» Written instruction: Return each line of the records that contains the word "castle".

» Stored data:
════════
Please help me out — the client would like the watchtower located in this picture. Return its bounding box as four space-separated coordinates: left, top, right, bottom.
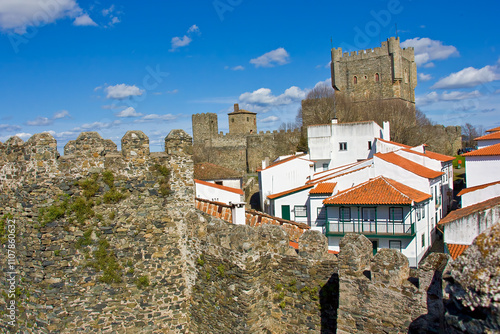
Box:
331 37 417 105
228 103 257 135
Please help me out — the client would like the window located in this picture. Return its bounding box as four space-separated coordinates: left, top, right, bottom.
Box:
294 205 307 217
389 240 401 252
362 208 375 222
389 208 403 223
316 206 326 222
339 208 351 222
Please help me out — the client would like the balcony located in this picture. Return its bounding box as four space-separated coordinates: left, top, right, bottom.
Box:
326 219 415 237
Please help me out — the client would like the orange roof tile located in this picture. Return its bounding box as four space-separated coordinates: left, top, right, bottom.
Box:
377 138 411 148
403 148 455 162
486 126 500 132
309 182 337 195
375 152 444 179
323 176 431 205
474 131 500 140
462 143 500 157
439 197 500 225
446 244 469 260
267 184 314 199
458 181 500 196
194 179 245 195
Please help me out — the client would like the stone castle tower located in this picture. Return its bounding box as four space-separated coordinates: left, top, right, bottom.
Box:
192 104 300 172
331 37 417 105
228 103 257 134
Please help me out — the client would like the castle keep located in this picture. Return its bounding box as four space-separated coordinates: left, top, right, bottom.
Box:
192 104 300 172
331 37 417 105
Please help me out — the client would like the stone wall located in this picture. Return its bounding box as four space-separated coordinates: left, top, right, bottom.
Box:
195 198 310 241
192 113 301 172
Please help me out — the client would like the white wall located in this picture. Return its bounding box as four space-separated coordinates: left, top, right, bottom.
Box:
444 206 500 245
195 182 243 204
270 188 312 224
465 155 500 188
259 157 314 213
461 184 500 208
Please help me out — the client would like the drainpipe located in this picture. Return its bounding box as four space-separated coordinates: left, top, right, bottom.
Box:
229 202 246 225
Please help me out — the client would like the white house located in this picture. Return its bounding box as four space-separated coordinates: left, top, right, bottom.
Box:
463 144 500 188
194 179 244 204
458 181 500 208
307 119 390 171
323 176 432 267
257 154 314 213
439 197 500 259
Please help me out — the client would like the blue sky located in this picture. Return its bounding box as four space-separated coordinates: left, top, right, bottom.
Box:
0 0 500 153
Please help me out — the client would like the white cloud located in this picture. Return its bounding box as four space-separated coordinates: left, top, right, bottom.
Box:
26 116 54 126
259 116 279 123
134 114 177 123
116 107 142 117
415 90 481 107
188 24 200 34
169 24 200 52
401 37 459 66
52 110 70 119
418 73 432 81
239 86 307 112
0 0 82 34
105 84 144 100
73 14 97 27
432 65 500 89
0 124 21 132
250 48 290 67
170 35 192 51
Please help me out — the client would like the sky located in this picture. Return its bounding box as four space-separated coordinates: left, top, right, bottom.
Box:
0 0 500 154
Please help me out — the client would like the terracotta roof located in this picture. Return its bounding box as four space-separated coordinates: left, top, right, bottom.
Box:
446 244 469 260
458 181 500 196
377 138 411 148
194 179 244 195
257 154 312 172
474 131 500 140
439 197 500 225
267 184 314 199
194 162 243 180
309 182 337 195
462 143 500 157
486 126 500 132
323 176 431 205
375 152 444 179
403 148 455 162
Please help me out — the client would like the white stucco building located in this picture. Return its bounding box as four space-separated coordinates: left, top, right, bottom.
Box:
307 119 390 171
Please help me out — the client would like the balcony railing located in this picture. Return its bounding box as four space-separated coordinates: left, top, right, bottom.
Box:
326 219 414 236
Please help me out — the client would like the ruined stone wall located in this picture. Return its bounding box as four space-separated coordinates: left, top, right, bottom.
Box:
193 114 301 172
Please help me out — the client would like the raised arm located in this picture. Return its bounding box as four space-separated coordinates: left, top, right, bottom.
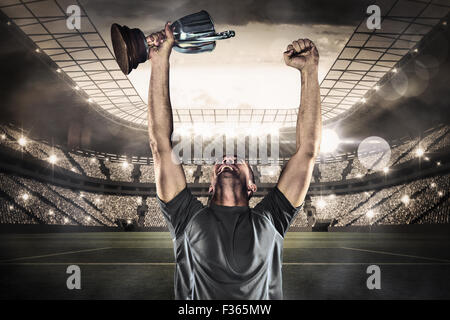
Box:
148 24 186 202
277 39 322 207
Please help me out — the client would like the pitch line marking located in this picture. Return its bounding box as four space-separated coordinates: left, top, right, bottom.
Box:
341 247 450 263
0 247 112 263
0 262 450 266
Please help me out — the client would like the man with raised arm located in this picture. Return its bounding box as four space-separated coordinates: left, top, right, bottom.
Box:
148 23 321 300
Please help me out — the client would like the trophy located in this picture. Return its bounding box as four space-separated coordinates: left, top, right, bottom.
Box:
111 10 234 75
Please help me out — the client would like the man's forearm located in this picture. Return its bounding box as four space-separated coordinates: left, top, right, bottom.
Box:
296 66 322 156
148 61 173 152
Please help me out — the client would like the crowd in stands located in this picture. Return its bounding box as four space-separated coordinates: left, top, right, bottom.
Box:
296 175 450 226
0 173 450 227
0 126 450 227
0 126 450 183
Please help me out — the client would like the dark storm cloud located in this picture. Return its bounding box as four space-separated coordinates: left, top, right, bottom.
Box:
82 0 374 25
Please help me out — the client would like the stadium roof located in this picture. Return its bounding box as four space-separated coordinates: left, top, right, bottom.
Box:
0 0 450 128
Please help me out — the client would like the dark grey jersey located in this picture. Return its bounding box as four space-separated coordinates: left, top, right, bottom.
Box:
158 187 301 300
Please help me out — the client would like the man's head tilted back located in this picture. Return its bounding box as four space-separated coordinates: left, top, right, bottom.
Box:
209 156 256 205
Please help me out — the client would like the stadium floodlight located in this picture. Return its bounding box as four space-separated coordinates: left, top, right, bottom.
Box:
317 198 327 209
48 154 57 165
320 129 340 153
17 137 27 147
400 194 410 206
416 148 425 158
════════
» Exercise answer:
Please help me out — the client would like the stone castle tower located in this picture. Return its bounding box as four space-separated coordinates: left, top, right, bottom.
Please help me out — the client would like the castle keep located in this picture. Return its bounding box as four space-separated coordinates: left, top, right, bottom.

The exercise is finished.